__Selected extract__

# # # # # # #

= Daniel Kearns (designer) =

Irish fashion designer (born 1975)

Daniel Kearns (born 15 April 1975) is an Irish designer with a master's degree in menswear from the Royal College of Art. He has held menswear designer positions at Alexander Mc Queen and John Galliano. From 2005 to 2010 he was design director of menswear at Alexander McQueen and in March 2011 he was made menswear design director at Yves Saint Laurent. Kearns has consulted for Zegna, Louis Vuitton and Roberto Cavalli, he was made artistic director of French Brand Faconnable in 2013. He left his position at Faconnable in April 2015. Kearns was appointed Creative Director of Kent & Curwen in 2016, the British heritage brand that was relaunched with David Beckham. In June 2020 Kearns was made Group Creative Director of Trinity Brands overseeing the creative studios of Gieves & Hawkes, Cerruti 1881 as well as Kent & Curwen. In 2023, under new ownership, he returned to Kent & Curwen and Cerruti as Chief Creative Officer, leading collections across menswear, womenswear, and accessories.

==Early career and education==

Kearns grew up in Dublin, Ireland. Kearns earned a BA in Fashion Design from the National College of Art and Design in Dublin in 1997, and during his time there, he also completed a tailoring apprenticeship with Louis Copeland.

This fueled Kearns's interest in tailoring, and prompted a move to London in 1997 where he undertook a master's degree in menswear at the Royal College of Art, alongside a research project at the college focused on the development of ergonomic tailoring with intelligent textiles incorporating Shape Memory Alloy. This led to a collaboration with Yorkshire mill Bower Roebuck & Co, who produced samples of the textile.

# # # # # # #

__Exercise tasks__
1. According to the article on Daniel Kearns, in what year was he made artistic director of Faconnable?
2. Render this sentence from the article on Daniel Kearns in French: "He left his position at Faconnable in April 2015."
3. Reproduce a passage from the article on Daniel Kearns word for word. Begin at the words "Kearns grew up" and stop after "with Louis Copeland.".

# # # # # # #

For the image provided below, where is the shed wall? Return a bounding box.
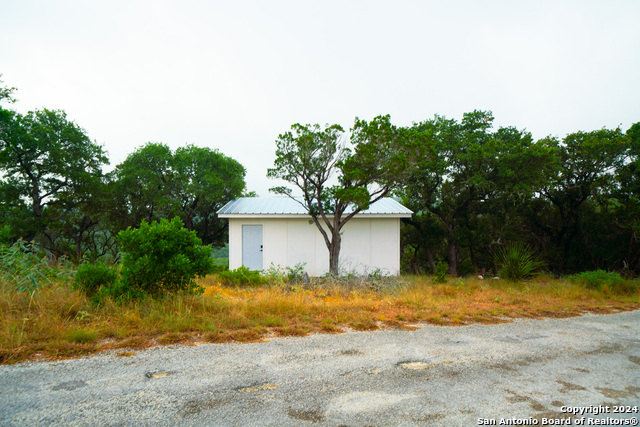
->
[229,217,400,276]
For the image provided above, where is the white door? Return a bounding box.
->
[242,225,262,271]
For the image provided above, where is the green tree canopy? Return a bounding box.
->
[401,110,551,274]
[114,143,245,245]
[0,109,108,254]
[267,115,408,275]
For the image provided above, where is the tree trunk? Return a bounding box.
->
[425,247,436,273]
[447,224,458,276]
[411,248,420,275]
[329,230,342,276]
[447,242,458,276]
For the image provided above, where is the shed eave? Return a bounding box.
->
[218,213,412,219]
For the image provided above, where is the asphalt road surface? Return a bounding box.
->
[0,311,640,426]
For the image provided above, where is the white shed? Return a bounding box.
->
[218,197,412,276]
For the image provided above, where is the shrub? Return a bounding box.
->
[569,270,638,295]
[73,263,118,296]
[433,261,449,283]
[493,243,544,281]
[118,217,214,294]
[217,265,268,286]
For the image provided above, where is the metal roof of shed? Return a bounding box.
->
[218,197,413,218]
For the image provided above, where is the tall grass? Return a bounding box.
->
[0,275,640,363]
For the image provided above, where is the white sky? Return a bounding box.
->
[0,0,640,196]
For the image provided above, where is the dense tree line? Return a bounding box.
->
[0,75,640,274]
[399,111,640,274]
[0,77,245,261]
[268,110,640,275]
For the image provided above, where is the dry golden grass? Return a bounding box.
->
[0,276,640,363]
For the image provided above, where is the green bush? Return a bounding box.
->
[433,261,449,283]
[569,270,638,295]
[73,263,118,296]
[118,217,214,294]
[493,243,544,281]
[217,265,268,286]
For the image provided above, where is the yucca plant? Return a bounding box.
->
[493,242,544,282]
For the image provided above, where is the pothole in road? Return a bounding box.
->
[396,361,434,371]
[236,383,280,393]
[144,371,175,378]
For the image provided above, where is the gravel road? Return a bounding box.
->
[0,311,640,426]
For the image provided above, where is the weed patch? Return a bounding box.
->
[0,275,640,363]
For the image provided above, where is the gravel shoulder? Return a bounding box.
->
[0,311,640,426]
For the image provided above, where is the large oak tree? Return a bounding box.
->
[267,115,409,275]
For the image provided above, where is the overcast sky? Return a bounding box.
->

# # # # # # #

__Responses per task__
1. 2013

2. Il a quitté son poste chez Faconnable en avril 2015.

3.
Kearns grew up in Dublin, Ireland. Kearns earned a BA in Fashion Design from the National College of Art and Design in Dublin in 1997, and during his time there, he also completed a tailoring apprenticeship with Louis Copeland.